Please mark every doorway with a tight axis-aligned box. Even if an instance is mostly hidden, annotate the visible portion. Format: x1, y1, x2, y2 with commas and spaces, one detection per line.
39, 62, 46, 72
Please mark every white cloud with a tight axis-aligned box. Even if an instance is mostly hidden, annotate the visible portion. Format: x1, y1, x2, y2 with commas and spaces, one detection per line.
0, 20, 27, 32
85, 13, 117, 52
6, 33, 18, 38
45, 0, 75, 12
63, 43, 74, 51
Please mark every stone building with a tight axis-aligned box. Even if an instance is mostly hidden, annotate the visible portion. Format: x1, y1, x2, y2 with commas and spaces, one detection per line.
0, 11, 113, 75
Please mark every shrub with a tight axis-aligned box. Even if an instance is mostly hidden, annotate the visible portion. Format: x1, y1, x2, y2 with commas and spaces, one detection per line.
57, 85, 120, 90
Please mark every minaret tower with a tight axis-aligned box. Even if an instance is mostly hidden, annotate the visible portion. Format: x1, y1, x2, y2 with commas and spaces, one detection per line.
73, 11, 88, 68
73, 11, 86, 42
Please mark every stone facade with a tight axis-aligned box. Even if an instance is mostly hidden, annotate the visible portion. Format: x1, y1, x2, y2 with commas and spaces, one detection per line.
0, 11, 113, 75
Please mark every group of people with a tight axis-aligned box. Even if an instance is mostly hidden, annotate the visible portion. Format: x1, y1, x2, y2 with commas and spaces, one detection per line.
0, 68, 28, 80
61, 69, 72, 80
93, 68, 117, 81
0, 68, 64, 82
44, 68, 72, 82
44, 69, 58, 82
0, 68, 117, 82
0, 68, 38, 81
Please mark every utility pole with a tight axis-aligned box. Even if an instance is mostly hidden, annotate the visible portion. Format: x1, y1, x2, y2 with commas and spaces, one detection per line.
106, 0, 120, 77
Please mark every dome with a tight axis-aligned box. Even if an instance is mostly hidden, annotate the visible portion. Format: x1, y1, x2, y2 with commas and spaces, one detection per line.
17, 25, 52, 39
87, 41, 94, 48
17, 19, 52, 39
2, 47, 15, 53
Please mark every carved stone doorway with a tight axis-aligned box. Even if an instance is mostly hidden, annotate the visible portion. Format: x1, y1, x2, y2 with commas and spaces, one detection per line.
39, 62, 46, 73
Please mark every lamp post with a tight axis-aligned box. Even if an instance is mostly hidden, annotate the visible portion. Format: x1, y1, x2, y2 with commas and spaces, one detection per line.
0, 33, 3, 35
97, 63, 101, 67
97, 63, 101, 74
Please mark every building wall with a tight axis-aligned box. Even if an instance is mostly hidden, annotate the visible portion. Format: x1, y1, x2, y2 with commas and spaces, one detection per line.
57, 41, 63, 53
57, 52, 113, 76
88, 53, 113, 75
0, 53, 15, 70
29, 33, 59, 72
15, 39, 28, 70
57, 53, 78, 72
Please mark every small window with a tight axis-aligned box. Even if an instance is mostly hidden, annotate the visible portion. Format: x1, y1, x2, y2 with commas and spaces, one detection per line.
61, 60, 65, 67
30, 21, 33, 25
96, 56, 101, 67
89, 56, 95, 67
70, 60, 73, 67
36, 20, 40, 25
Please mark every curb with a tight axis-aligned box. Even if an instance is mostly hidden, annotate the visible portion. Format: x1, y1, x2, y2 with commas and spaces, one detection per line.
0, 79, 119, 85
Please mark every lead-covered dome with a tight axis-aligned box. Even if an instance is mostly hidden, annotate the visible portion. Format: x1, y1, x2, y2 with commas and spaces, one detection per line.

* * * *

Return each entry exactly. Leave none out.

- _Exercise answer_:
Please mark every doorway with a tight axis-aligned box. Even if an instance is mostly hidden, annotate the visible portion. Format: x1, y1, x2, y2 with commas and spaces, one detection per line.
39, 62, 46, 72
Please mark every white cloud with a tight axis-aligned box. Even if an instance is mostly hidden, annotate the visible portion. Format: x1, y1, x2, y2 with commas and spaces, one detection per line.
0, 20, 27, 32
85, 13, 117, 52
6, 33, 18, 38
45, 0, 75, 12
63, 43, 74, 51
Please mark every stone building with a tight axis-aligned box. Even if an instance is mostly hidden, annotate the visible portion. Format: x1, y1, x2, y2 with commas and spaces, one detection per line.
0, 11, 113, 75
Please mark every shrub with a tight axis-aligned box. Even if an instance is mostly hidden, annotate the visible portion. Format: x1, y1, x2, y2 with commas and spaces, one detection per line.
57, 85, 120, 90
Please mark every minaret tower with a tight axis-aligned box. Even if an instance is mostly hidden, annotate the visible portion. Format: x1, y1, x2, y2 with commas and spaces, one detection per line.
73, 11, 88, 68
73, 11, 86, 42
Please mark every stone facade with a tight axis-aligned box. Even if an instance is mostly hidden, annotate the visible portion. Format: x1, y1, x2, y2 with commas and spaces, one detection per line.
0, 11, 113, 75
Please mark every group of people with a tight axis-aligned box. Even if an instance is mostly hidden, annotate the visible portion. Format: x1, y1, x2, y2 with commas and spaces, one detection per line.
0, 68, 28, 80
61, 69, 72, 80
93, 68, 117, 81
0, 68, 64, 82
44, 68, 72, 82
44, 69, 58, 82
0, 68, 117, 82
0, 68, 38, 81
Please mark every utility pole with a tight axis-aligned box. Even if an instance is mostly hidden, annotate the visible portion. Format: x1, y1, x2, y2 with commas and spaces, one detection per line.
106, 0, 120, 77
Please mark every dome with a tight axis-aligned box. Even if an instance is mostly hidden, annotate the visible portion. Format: x1, y1, x2, y2 with commas and spaces, one detection per line.
17, 25, 52, 39
87, 41, 94, 48
17, 19, 52, 39
2, 47, 15, 53
Please mark every carved stone doorway with a tight axis-aligned box. Even if an instance is mostly hidden, annotate the visible portion. Format: x1, y1, x2, y2 with commas and spaces, one detection per line.
39, 62, 46, 73
Please mark every lamp post with a tight axis-aligned box. Even if an instance is mostly hidden, annotate the visible portion. Format: x1, y1, x2, y2 with commas and spaces, one detection per line.
0, 33, 3, 35
97, 63, 101, 67
97, 63, 101, 74
Please mark every building wall with a tight axis-aligned box. Even if an instance is mostly hidden, annotate the visible portion. Format: x1, y1, x2, y2 with commas and spaces, one detection per line.
57, 41, 63, 53
57, 52, 113, 76
88, 53, 113, 75
0, 53, 15, 70
29, 33, 59, 72
15, 39, 28, 70
57, 53, 78, 72
Please mark every small window with a tight axis-aligned box. Even if an instance is mostly hidden, annotate the visible portion. Format: x1, y1, x2, y2 with commas and spaces, one detection per line.
61, 60, 65, 67
30, 21, 33, 25
96, 56, 101, 67
89, 56, 95, 67
70, 60, 73, 67
36, 20, 40, 25
Please mark every curb with a tight axis-aligned box. Even if an instance is mostly hidden, annotate the visible portion. Format: x1, y1, x2, y2 with commas and spaces, one detection per line.
0, 79, 119, 85
Please mark every lead-covered dome with a tight axis-aligned box. Even if an instance is mostly hidden, annotate the visible portion. Format: x1, y1, x2, y2 with commas and spaces, one detection per line.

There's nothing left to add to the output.